======== Text segment ========

Minnesota Cops Trained by Israeli Police, Who Often Use Knee-on-Neck Restraint

ANGLO AMERICA, 15 Jun 2020

Alison Weir | Israel-Palestine News - TRANSCEND Media Service

2 Jun 2020 – Read four reports below:

Israeli police officers detain a Palestinian protestor on March 12, 2019.

  • Over 100 Minnesota law enforcement officers attended a 2012 conference organized by the Israeli consulate in which Israeli police trained them. Israeli forces often use the knee-on-neck restraint on Palestinians.
  • Israel has been training law enforcement officers around the US for many years, despite the fact that Israeli forces have a long record of human rights violations.
  • (Meanwhile, Congress is poised to pass a bipartisan $38 billion package to Israel)…

Minnesota cops ‘trained by Israeli forces in restraint techniques’

By Jon Collins, reposted from the UK Morning Star newspaper (embedded links added by IAK)

Officers from the US police force responsible for the killing of George Floyd received training in restraint techniques and anti-terror tactics from Israeli law-enforcement officers.

======== Excerpted data ========

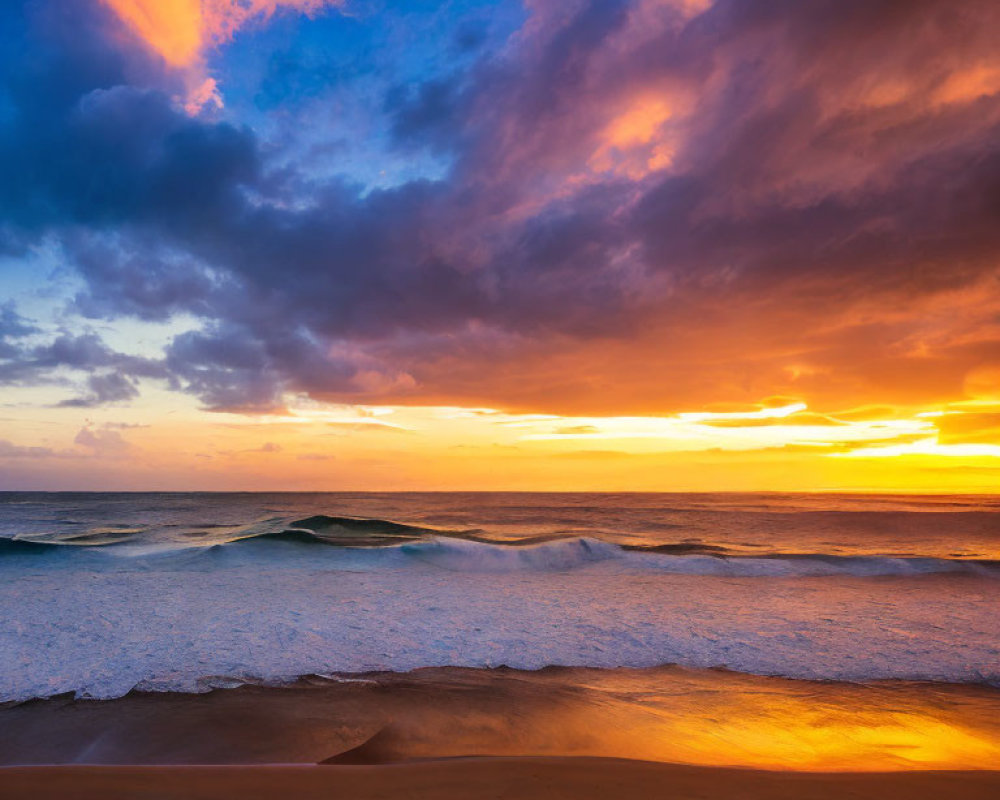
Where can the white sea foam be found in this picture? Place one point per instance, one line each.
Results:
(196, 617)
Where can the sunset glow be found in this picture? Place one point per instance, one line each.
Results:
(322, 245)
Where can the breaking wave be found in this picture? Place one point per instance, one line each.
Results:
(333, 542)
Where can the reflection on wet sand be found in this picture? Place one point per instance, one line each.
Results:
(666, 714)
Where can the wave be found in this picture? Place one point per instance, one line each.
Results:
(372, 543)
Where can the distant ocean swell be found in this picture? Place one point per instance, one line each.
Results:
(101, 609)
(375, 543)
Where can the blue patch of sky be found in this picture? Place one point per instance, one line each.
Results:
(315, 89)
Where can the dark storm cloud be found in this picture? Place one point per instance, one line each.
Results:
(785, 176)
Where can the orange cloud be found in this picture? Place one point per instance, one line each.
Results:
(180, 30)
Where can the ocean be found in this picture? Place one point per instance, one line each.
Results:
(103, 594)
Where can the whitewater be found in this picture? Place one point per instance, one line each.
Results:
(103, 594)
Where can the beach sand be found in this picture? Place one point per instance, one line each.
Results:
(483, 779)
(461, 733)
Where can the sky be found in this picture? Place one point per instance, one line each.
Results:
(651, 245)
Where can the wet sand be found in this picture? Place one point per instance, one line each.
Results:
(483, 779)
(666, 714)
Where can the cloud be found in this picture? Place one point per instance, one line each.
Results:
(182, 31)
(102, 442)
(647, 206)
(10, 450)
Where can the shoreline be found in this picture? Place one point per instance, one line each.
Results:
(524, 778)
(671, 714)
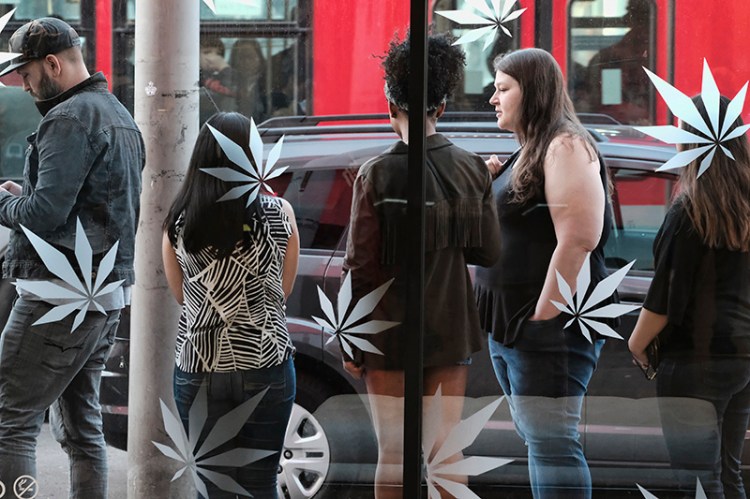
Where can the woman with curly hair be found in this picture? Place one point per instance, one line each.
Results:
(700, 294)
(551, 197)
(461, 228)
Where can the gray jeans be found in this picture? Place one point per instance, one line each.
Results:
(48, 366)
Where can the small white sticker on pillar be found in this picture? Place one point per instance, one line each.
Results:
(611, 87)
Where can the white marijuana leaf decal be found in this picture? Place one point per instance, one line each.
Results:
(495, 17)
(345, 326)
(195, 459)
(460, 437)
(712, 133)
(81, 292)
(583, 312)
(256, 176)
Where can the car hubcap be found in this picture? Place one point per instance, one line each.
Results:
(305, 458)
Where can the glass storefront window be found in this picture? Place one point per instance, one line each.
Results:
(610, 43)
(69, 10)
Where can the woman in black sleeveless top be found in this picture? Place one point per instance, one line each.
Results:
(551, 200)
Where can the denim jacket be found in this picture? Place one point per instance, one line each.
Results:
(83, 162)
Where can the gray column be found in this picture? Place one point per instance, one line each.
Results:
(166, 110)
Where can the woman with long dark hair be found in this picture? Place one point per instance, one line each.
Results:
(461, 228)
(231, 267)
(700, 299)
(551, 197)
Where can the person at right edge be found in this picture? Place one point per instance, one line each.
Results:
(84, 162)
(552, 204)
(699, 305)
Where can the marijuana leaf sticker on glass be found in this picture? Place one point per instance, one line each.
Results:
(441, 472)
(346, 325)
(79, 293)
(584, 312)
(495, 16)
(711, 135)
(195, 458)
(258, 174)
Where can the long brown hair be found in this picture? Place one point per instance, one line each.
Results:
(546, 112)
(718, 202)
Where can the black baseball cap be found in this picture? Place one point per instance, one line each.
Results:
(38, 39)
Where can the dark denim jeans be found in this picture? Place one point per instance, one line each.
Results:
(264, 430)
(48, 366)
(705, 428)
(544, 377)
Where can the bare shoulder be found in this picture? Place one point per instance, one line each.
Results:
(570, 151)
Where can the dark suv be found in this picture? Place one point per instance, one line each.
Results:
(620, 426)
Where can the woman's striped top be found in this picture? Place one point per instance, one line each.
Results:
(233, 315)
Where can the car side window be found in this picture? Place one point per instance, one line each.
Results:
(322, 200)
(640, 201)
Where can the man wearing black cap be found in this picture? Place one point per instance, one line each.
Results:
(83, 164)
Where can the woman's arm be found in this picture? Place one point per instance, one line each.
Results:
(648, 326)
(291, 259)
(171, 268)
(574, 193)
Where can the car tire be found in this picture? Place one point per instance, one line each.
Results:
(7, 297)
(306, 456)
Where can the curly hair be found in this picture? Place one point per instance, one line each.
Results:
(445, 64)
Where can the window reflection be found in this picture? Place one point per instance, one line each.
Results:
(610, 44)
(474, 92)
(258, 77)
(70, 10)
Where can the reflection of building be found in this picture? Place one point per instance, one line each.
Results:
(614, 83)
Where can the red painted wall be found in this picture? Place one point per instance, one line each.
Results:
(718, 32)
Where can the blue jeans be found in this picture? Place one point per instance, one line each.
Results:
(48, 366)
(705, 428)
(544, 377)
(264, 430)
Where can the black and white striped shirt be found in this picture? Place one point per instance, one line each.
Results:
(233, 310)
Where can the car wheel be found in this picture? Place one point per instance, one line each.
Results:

========

### Required actions
(a) Print word for word the passage of the report on Minnesota police training from "Minnesota Cops Trained" up to and including "restraint on Palestinians.".
(b) Decide whether each statement agrees with the report on Minnesota police training, answering yes or no and quoting the words of the report that decide it: (i) More than 100 Minnesota law enforcement officers attended a 2012 conference organized by the Israeli consulate. (ii) The Morning Star article on restraint techniques was written by Alison Weir. (iii) The $38 billion package to Israel is described as partisan.

### Task responses
(a)
Minnesota Cops Trained by Israeli Police, Who Often Use Knee-on-Neck Restraint

ANGLO AMERICA, 15 Jun 2020

Alison Weir | Israel-Palestine News - TRANSCEND Media Service

2 Jun 2020 – Read four reports below:

Israeli police officers detain a Palestinian protestor on March 12, 2019.

  • Over 100 Minnesota law enforcement officers attended a 2012 conference organized by the Israeli consulate in which Israeli police trained them. Israeli forces often use the knee-on-neck restraint on Palestinians.

(b)
(i) Yes: "Over 100 Minnesota law enforcement officers attended a 2012 conference organized by the Israeli consulate"
(ii) No: "By Jon Collins, reposted from the UK Morning Star newspaper"
(iii) No: "a bipartisan $38 billion package to Israel"